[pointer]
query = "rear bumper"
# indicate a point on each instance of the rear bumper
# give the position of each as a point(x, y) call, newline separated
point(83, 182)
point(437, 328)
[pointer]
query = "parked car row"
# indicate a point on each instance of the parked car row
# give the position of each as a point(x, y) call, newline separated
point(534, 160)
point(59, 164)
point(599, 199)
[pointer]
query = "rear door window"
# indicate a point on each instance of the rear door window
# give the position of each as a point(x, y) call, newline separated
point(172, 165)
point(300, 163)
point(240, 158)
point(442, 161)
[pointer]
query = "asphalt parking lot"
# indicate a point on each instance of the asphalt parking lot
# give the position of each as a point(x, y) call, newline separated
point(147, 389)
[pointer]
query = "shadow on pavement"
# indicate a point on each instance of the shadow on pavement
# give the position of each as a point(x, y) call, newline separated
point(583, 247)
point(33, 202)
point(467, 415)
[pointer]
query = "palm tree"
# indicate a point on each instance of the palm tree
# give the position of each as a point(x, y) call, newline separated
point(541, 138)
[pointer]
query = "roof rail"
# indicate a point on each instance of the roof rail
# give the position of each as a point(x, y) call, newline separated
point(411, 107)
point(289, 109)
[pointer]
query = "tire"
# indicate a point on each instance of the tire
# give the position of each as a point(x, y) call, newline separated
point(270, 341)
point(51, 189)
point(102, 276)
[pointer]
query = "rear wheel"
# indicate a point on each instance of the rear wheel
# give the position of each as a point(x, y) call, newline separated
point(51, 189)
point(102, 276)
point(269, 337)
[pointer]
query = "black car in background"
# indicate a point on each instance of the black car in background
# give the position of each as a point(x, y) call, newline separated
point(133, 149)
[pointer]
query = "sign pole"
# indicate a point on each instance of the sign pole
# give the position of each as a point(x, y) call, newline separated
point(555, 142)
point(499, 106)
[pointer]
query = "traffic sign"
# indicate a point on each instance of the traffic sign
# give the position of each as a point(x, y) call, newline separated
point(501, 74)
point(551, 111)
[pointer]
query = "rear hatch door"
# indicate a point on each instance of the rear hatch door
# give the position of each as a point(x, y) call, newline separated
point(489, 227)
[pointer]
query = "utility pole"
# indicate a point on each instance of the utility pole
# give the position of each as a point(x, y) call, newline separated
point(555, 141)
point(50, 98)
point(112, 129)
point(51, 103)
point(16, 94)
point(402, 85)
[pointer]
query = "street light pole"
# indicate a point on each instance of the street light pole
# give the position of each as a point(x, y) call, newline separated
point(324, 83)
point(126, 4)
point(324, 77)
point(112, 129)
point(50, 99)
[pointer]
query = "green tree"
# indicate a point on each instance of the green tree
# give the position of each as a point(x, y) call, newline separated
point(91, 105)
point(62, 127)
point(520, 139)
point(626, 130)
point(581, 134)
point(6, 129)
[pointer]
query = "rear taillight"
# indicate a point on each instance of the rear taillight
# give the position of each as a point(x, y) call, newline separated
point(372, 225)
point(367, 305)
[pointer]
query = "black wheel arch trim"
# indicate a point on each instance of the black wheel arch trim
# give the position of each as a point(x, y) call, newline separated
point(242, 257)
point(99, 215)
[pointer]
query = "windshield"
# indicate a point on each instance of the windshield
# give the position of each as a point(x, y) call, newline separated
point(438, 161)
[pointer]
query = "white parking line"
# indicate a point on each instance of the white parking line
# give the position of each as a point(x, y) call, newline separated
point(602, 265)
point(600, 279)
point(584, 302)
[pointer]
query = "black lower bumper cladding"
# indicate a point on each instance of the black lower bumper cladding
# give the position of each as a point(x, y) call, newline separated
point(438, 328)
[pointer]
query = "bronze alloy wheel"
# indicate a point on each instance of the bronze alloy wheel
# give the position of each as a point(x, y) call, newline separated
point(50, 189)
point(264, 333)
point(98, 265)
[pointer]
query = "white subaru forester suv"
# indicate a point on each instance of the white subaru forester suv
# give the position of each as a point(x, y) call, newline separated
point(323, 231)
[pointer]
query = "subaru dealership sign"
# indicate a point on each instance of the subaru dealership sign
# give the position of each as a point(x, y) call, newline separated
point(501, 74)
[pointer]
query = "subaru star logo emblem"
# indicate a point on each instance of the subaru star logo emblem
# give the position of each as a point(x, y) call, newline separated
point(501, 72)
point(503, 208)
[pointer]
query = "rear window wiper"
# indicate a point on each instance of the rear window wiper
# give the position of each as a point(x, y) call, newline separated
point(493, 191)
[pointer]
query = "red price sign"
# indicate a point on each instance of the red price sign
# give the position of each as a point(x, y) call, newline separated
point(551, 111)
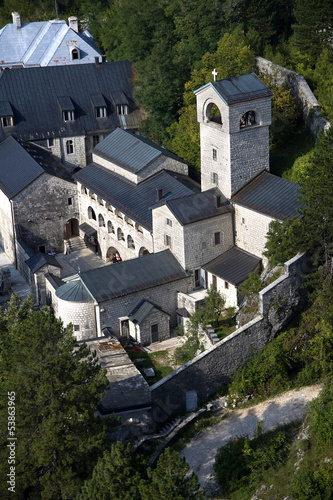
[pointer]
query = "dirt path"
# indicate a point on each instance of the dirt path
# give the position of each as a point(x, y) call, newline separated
point(282, 409)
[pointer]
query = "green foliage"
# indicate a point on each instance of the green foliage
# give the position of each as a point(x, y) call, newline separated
point(121, 474)
point(57, 386)
point(284, 240)
point(242, 462)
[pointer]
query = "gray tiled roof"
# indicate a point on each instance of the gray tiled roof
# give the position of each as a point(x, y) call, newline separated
point(74, 291)
point(233, 266)
point(141, 311)
point(239, 88)
point(20, 165)
point(44, 43)
point(33, 94)
point(199, 206)
point(117, 280)
point(270, 195)
point(41, 259)
point(131, 151)
point(134, 200)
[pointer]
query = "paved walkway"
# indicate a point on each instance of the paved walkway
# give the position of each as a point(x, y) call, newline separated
point(18, 284)
point(281, 410)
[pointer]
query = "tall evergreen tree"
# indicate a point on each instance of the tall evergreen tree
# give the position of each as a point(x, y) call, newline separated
point(57, 386)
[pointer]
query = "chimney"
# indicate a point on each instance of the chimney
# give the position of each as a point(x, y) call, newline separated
point(218, 201)
point(159, 194)
point(73, 23)
point(16, 19)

- [Exercise details]: The required answer is each line of the data in which the word "pole" appears.

- [Result of this task]:
query = "sign pole"
# indicate a point on each instance of the sign pole
query = "utility pole"
# indicate a point on each instance of the utility pole
query = "street light pole"
# indicate a point on each instance of the street light pole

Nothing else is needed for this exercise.